▸ **Alıştırma Yönergeleri**:
**a)** Yazmak konulu metne göre aşağıdaki soruları cevaplayınız:
(i) Yazmak, hangi ağacın yaşamı kadar kadim anıları resmetmek olarak tanımlanmaktadır?
(ii) Çocuğa dayak atan polis hangi heykelin önünde görülmektedir?
(iii) Yazarken arkaya öpücük nasıl bırakılmalıdır?
**b)** Yazmak konulu metinde "yazmalıyız" kelimesinden hemen önce gelen kelimelerin tamamını geçtikleri sırayla listeleyiniz.
**c)** Yazmak konulu metinde "YAZMAK... YENİDEN YAZMAK..." ile "dillendirenlere karşı yazmak." arasındaki bölümü, bu ifadeler de dahil olmak üzere aynen aktarınız.

▸ **Metin**:
+--

YAZMAK... YENİDEN YAZMAK...
Dün ile bugün arasında perçinlenen o kadim köprüleri yazmak..
Yazmak, ta mısır piramitlerinden bugün yedi tepeli mekana uzanan incelikleri dillendirenlere karşı yazmak.
Yazmak, karanlığı moruna karışmış, havada ayı töhmet altında kalmış, gecenin örttüğü o insan çirkinliklerini ve mehtabın sildiği ve ayyuka çıkan fütursuzlukları yazmak.
Yazmak, bir insanın dillendiremediği ve belki de bir söğüt ağacının yaşamı kadar kadim anıları resmetmek.
Yazmak tanrılarımızı yazmak ve oyuncularımızı, sahnemizi yazmalıyız, belki de birbirlerinin mutluluğunu yazmaya mükellef insanların, yazmaya çalıştıkları duyguları yazmalıyız. Ve yazarken dönüp arkaya bir babacan lütufla öpücük bırakmalıyız. Yarını dünlerine muhtaç günleri yazmalıyız. Belki bir gün hayattan çektiğimiz an elimizi ve salınarak yürürken bir insan hakları heykelinin önünde gördüğümüz ‘’al ulan bunu da sen mi yaparsın’’ diyerek bir çocuğa dayak atan bir polisi yazmalıyız.

+--

▸ **Veri Kayıtları**:
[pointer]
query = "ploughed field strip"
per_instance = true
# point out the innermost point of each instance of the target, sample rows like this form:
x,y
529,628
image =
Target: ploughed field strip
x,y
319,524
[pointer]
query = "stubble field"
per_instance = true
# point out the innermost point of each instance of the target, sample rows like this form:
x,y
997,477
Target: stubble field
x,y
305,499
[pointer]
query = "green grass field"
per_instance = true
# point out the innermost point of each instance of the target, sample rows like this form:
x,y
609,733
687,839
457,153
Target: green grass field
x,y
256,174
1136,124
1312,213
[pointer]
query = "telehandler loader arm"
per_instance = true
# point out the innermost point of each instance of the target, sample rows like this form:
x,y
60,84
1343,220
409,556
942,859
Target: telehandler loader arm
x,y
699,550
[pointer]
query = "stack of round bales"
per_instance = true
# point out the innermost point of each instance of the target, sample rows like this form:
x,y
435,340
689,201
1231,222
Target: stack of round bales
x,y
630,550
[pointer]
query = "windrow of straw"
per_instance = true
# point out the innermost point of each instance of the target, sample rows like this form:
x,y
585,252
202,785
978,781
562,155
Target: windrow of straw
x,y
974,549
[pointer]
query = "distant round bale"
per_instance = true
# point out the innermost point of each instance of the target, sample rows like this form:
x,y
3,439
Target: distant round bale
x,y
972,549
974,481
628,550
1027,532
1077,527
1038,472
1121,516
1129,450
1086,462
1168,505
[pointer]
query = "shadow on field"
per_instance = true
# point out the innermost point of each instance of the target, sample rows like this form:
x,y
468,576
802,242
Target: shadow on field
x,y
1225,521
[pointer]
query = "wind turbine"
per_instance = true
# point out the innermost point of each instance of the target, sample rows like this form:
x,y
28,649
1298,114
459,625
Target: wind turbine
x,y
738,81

+--

▸ **Cevap Anahtarı**:
**a)**
(i) Bir söğüt ağacının
(ii) Bir insan hakları heykelinin
(iii) Bir babacan lütufla

**b)** sahnemizi, duyguları, günleri, polisi

**c)**
YAZMAK... YENİDEN YAZMAK...
Dün ile bugün arasında perçinlenen o kadim köprüleri yazmak..
Yazmak, ta mısır piramitlerinden bugün yedi tepeli mekana uzanan incelikleri dillendirenlere karşı yazmak.